AIM OF THE EXERCISE = Produce an exact copy of the lines from the line that contains "Note: mark the stone facade" to the end of the listing below.

DATA SUPPLIED =

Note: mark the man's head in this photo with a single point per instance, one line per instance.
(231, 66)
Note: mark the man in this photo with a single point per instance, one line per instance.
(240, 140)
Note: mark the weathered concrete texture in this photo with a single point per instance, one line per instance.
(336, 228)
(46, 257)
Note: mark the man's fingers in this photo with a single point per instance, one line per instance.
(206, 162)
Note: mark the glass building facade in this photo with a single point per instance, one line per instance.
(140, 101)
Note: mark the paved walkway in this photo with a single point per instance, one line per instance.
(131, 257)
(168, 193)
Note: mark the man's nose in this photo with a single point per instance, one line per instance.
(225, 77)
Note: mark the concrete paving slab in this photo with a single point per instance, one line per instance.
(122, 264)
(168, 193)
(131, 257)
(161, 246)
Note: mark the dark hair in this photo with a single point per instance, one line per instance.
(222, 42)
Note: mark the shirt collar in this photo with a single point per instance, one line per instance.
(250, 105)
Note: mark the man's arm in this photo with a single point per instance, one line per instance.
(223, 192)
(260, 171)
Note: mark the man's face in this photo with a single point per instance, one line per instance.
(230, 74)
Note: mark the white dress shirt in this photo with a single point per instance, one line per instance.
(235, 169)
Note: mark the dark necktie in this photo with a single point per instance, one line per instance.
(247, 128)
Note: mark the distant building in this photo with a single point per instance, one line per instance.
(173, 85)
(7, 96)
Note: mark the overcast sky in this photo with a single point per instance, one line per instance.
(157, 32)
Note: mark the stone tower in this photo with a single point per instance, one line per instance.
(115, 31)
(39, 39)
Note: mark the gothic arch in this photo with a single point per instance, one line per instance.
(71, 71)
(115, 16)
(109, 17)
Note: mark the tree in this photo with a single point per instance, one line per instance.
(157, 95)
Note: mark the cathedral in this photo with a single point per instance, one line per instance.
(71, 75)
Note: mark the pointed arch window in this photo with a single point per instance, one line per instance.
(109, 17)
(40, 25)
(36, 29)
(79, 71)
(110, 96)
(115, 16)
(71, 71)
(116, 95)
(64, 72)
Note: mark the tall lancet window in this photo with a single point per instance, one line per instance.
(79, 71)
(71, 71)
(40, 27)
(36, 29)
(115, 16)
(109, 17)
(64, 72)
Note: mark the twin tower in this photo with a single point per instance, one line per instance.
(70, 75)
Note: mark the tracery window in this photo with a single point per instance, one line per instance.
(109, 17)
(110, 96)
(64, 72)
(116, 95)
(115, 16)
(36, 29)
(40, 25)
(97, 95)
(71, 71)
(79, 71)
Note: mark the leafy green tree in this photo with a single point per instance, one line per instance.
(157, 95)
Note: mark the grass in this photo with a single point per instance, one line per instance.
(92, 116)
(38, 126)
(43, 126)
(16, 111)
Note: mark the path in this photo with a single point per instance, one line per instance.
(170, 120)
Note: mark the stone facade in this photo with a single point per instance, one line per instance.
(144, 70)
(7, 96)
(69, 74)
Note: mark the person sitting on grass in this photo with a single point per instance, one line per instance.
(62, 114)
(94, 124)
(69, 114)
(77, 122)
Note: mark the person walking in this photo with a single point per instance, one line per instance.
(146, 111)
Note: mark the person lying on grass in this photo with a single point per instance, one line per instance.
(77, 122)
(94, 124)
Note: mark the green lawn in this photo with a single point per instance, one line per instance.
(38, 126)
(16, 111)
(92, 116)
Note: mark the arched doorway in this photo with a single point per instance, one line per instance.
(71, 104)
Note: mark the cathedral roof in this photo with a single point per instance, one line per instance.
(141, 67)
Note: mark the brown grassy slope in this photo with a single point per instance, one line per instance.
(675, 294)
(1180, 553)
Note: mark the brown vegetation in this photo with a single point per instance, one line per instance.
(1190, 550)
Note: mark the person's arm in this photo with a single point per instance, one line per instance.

TASK OUTPUT =
Note: mark the stone facade in this photo with a single point per instance, one line per instance.
(144, 70)
(7, 96)
(69, 74)
Note: mark the person sitting on grass in this photo with a single point per instance, one line per instance.
(62, 114)
(94, 124)
(69, 114)
(77, 122)
Note: mark the person walking in this photo with a single point per instance, one line per instance.
(146, 111)
Note: mark the person lying on grass in this photo with a single point per instance, one line per instance.
(77, 122)
(94, 124)
Note: mark the green lawn in this photo with a single point per instance, one line per instance.
(38, 126)
(16, 111)
(92, 116)
Note: mark the arched doorway in this photo with a single point per instance, one line per instance.
(71, 104)
Note: mark the cathedral roof in this photo with a single point per instance, one line per instance.
(141, 67)
Note: mark the brown grassy slope in this photo with a single point per instance, one line per instance.
(675, 294)
(1180, 553)
Note: mark the brown vegetation in this photo with a single point per instance, one line per instance.
(1190, 550)
Note: mark the person's arm in this photo with a single point per instance, one line per instance.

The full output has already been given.